As recently as 1950 the old-growth forests covered nineteen million square miles, or nearly 40 percent, of the ice-free land on Earth. Today forests cover less than thirteen million square miles and are shrinking rapidly. Half of the surviving forests have been significantly degraded. In the past half-century the loss of forests has been one of the most rapid environmental changes in the history of the planet.1

Forests all over the world have been logged for lumber to support economic development and to clear land for agriculture and cattle grazing. In the United States the debate about logging forests on public land has been cast into a conflict between conservation and preservation. The reason is history.

At the beginning of the twentieth century US Forest Service policy required conservation of forests to provide the best use of natural resources for the public good. The head of the Forest Service, Gifford Pinchot, relied on this argument to support the Hetch Hetchy Dam, which now provides water for San Francisco. He was opposed by John Muir, founder of the Sierra Club, who argued for wilderness preservation. Near the end of the twentieth century defenders of these conflicting views fought over the policy of adaptive management.

We will consider some of these arguments involving forests and parks and also the restoration of deserts and wetlands. In addition, we will look briefly at the use of public lands in Asia and Africa, where reserves to protect wildlife have been established.

Conservationists versus Preservationists

Conservationists versus Preservationists

Pinchot believed that the purpose of US forest policy should not be to preserve the forests as habitats for animals or because of their beauty.2 His view was anthropocentric as well as utilitarian: “Forestry is the art of producing from the forest whatever it can yield for the service of man.”3 For Pinchot, the goal of conservation was “a planned and orderly scheme for national efficiency, based on the elimination of waste, and directed toward the best use of all we have for the greatest good of the greatest number for the longest time.”4

Preservationists offer two counterarguments: a character argument identifying forests as places of beauty and peace that inspire us to be better persons, a duty argument asserting that we should preserve wilderness, because it has intrinsic worth for itself.

Sustainable Yield

Early in the twentieth century, the conservationist position was supported by political groups that were resisting the inequities of wealth and land ownership in American society. Pinchot’s approach to conservation was opposed to laissez-faire Social Darwinism, which characterized economic thinking in the nineteenth century. He agreed with President Theodore Roosevelt and other progressives that natural resources should benefit all citizens, not just the wealthy.5

In the 1930s US forestry policy concerned “sustainable yield,” and because of the high demand for lumber for construction after World War II, the emphasis was on yield. The Sustained-yield Forest Management Act of 1944 made “community stability” an official goal of the Forest Service, and in practice this meant forests were to be regulated to ensure a regular supply of wood.6

At the same time highway construction and a greater use of the automobile brought more people into the forests for recreation. The Multiple Use-Sustained Yield Act of 1960 reflects the growing importance of recreational use of the forests and also reaffirms the emphasis on producing lumber.7

Those supporting preservation were generally unable to prevent the use of the forests for logging and recreation, but in 1964 they secured passage of the Wilderness Act, which protects some forest areas from roads. In the 1980s, however, forestry began to respond to the new environmental movement in the United States by embracing the idea of environmental sustainability.
----
> _Set tasks_:
• 1. Quote the forest policy text between "Forests all over" and "of adaptive management.", inclusive.
• 2. According to the forest policy text, what did the Sustained-yield Forest Management Act of 1944 make an official goal of the Forest Service?
• 3. Proceed with the forest policy text, starting after its last sentence.
The material has no connection to the forest policy text.
----
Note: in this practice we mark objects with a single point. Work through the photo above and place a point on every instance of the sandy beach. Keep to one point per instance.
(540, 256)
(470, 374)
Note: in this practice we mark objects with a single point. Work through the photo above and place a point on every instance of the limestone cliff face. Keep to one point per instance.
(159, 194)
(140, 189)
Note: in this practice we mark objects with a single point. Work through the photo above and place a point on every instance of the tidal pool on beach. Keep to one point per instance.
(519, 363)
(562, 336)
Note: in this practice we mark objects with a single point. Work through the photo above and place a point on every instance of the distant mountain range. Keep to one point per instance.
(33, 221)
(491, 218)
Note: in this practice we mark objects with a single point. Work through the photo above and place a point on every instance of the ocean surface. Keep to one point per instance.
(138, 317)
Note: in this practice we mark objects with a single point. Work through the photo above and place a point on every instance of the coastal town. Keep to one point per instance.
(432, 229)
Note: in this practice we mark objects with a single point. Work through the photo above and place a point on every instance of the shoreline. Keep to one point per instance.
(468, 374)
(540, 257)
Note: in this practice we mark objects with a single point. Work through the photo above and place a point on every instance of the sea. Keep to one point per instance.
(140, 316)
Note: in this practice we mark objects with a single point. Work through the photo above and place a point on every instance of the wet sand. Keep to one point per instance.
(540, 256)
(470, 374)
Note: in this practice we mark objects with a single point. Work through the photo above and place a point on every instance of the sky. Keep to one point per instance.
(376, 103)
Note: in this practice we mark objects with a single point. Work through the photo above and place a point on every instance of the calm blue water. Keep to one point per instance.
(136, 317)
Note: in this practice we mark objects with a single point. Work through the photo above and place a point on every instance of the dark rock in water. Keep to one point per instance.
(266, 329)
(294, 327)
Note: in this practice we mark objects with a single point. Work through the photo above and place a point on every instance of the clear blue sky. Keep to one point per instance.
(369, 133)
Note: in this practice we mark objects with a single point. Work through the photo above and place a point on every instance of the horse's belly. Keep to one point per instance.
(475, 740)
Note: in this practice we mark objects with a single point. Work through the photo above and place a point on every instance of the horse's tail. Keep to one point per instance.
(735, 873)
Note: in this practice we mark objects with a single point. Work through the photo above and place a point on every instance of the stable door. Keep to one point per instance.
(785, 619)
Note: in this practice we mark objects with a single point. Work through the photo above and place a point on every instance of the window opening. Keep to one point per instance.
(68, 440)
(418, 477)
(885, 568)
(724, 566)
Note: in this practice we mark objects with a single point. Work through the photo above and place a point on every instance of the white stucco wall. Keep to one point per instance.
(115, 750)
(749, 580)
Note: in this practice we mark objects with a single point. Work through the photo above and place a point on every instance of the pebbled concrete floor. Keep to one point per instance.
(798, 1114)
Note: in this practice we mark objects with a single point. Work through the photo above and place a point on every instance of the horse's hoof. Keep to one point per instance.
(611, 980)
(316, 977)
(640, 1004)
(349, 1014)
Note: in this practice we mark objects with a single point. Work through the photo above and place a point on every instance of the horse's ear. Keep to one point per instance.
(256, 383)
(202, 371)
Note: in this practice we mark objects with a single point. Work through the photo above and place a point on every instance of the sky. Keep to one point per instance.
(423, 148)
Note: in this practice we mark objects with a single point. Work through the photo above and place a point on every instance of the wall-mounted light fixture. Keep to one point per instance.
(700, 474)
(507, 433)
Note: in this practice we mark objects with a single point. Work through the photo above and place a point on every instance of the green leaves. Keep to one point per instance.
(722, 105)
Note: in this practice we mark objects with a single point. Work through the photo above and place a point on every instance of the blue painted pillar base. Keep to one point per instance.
----
> _Answers for this exercise_:
• 1.
Forests all over the world have been logged for lumber to support economic development and to clear land for agriculture and cattle grazing. In the United States the debate about logging forests on public land has been cast into a conflict between conservation and preservation. The reason is history.

At the beginning of the twentieth century US Forest Service policy required conservation of forests to provide the best use of natural resources for the public good. The head of the Forest Service, Gifford Pinchot, relied on this argument to support the Hetch Hetchy Dam, which now provides water for San Francisco. He was opposed by John Muir, founder of the Sierra Club, who argued for wilderness preservation. Near the end of the twentieth century defenders of these conflicting views fought over the policy of adaptive management.

• 2. Community stability

• 3.
Adaptive Management

In 1993 President Bill Clinton ordered ecosystem management for public land.8 Negotiations involving diverse stakeholders in drafting and implementing regulations became the standard for federal efforts to control pollution and other damage to the environment. The goal was to encourage a flexible, place-by-place approach to enforcing pollution control standards.9

To conceptualize this process, the Clinton administration promoted land-use adaptive management that is (1) ecologically sustainable (by protecting ecosystem interrelationships), (2) economically feasible, and (3) socially acceptable (by respecting “recreational, aesthetic, spiritual, and other noncommodity values” of public lands).10

Instead of forestry experts (like Pinchot) deciding the best use of forests, these decisions are to reflect local constraints and perspectives, as well as the collaboration of government agencies with corporate interests. Adaptive management envisions networks of individuals acting as agents of reform within their institutions and creating new strategies to ensure the best use of public land.11

Forestry policy is crucial worldwide, because governments own nearly 80 percent of the forests that remain intact in developing countries. Too often, timber concessions have been granted to corporations at less than market value and without the regulations needed for good forest management. Government subsidies for building roads into forests have often stimulated the logging of trees and conversion of the land to agriculture and ranching.12

At times, international intervention has made things worse. For instance, the policies of the World Trade Organization that promote international competition also encourage higher levels of foreign investment, weaker domestic regulation protecting the forests, and loss of local community controls.

Yet logging can be both sustainable and profitable. The Menominee tribe in Wisconsin has logged its reservation sustainably for over a century, “cutting only the weaker trees, leaving the strong mother trees and enough of the upper canopy for squirrels and other arboreal animals to continuously inhabit.”13 The logging has provided a steady income, and the 1.3 billion standing board feet of timber cut in 1870 has grown to 1.7 billion standing board feet.

Because the adverse impact of human society on forests is unavoidable, forests must now be managed.14 The Forestry Stewardship Council (FSC) is an international NGO that certifies responsible forestry use. The certification process involves third-party auditing to ensure that international standards are enforced, which protect the rights of indigenous communities and workers as well as the integrity of ecosystems.15

The FSC does not certify clear cutting, but examples on its website confirm that sustainable logging is profitable.16 The Rainforest Alliance, an NGO active in forest preservation, affirms that: “FSC certification has helped strengthen business structures, fire prevention measures, and low-impact harvesting practices.”17

National Forests and Parks

National Forests and Parks

Bruce Babbitt, US secretary of the interior from 1993 to 2001, played a crucial role in applying adaptive management to public land use. He took office soon after a federal judge in Seattle ruled that enforcing the Endangered Species Act (ESA), in order to protect the northern spotted owl, required a halt to logging in the national forests of the Pacific Northwest. After a public meeting in Portland, Oregon, which President Clinton attended, Babbitt was charged with forging a plan that would protect the owl and its habitat and also allow sufficient logging to be economically feasible and socially acceptable.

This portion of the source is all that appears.